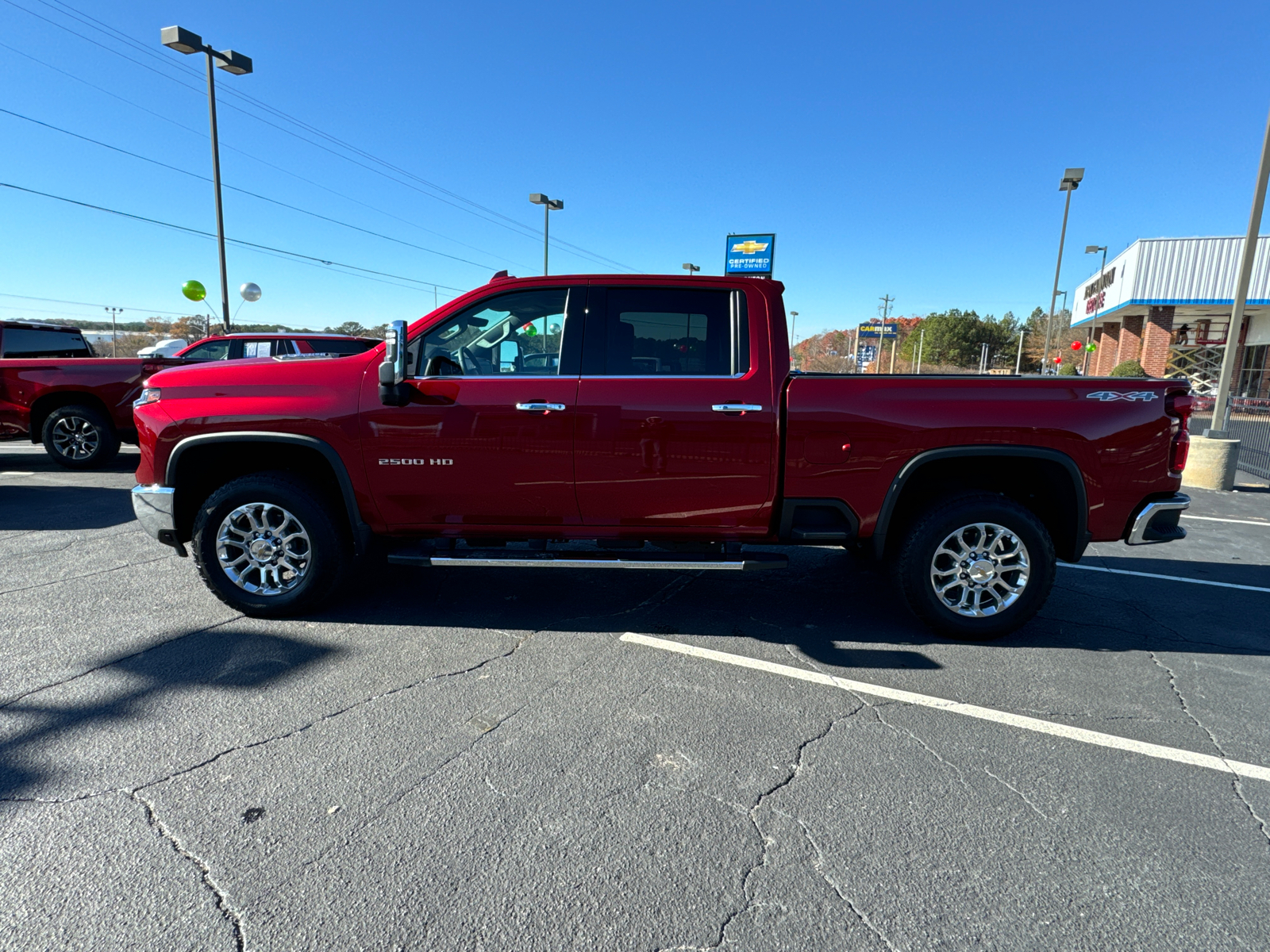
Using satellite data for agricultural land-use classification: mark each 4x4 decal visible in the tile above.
[1084,390,1160,404]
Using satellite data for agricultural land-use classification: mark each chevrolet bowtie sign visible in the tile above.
[724,235,776,278]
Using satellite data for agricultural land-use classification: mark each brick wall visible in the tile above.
[1090,321,1120,377]
[1137,307,1173,377]
[1111,313,1143,367]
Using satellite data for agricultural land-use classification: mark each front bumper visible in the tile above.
[1124,493,1190,546]
[132,485,187,559]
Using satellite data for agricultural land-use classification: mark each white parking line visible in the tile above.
[1059,562,1270,592]
[1183,512,1270,525]
[621,632,1270,782]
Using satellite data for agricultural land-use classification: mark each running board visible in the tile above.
[389,550,789,571]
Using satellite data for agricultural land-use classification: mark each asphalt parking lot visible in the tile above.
[0,446,1270,950]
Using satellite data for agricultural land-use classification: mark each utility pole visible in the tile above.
[1204,102,1270,440]
[1040,169,1084,372]
[878,294,895,373]
[103,307,123,357]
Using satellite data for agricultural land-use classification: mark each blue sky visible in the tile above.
[0,0,1270,338]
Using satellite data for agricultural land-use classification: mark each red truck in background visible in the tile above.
[132,274,1191,637]
[0,321,381,470]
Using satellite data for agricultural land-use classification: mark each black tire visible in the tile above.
[40,405,119,470]
[894,493,1056,639]
[192,472,353,618]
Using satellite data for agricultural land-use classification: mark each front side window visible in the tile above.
[591,288,749,377]
[0,328,89,358]
[182,340,230,360]
[406,288,569,377]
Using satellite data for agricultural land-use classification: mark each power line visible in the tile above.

▶ _TASK GOAL_
Recast the listing above as a JSON array of strings, one string per line, with blank lines skipped. Leave the picture out.

▶ _WORKED ANSWER_
[
  "Using satellite data for agricultural land-use classification: mark each 4x4 decal visible in the tile above.",
  "[1084,390,1160,404]",
  "Using satellite data for agricultural land-use classification: mark each chevrolet bowtie sign visible in the tile above.",
  "[724,235,776,278]",
  "Using satellite data for agricultural land-use classification: mark each brick wall visible in the tile above.",
  "[1090,321,1120,377]",
  "[1137,307,1173,377]",
  "[1111,313,1143,367]",
  "Using satellite data for agricultural land-use classification: mark each front bumper visible in the tile above.",
  "[1124,493,1190,546]",
  "[132,485,187,559]",
  "Using satellite data for agricultural land-use classification: mark each white parking line visible in the tile above.",
  "[1059,562,1270,592]",
  "[1183,512,1270,525]",
  "[621,632,1270,782]",
  "Using satellite data for agricultural land-use classification: mark each running board visible in the tile above.",
  "[389,550,789,571]",
  "Using satellite data for agricultural land-use classification: mark each asphalt parking lot visible in the tile above.",
  "[0,446,1270,950]",
  "Using satellite data for agricultural land-use classification: mark each utility pole visible in the tile above.",
  "[1204,102,1270,440]",
  "[1040,169,1084,372]",
  "[878,294,895,373]",
  "[103,307,123,357]",
  "Using satellite data for agricultural land-use classification: mark each blue sky visible in the tile above.",
  "[0,0,1270,338]",
  "Using satellite data for agricultural land-use classification: mark each red truck in background visible in the tile above.",
  "[132,274,1191,637]",
  "[0,321,381,470]",
  "Using satellite data for agricultural land-use classification: mark each black tire visible in the tile above.",
  "[40,405,119,470]",
  "[894,493,1056,639]",
  "[192,472,353,618]",
  "Using satellite data for agricultural land-use classification: mark each front side window visible in the tile above.",
  "[591,288,749,377]",
  "[0,328,89,358]",
  "[182,340,230,360]",
  "[406,288,569,377]",
  "Using satellite data for agricultural land-use classification: mark each power line visible in the tile above."
]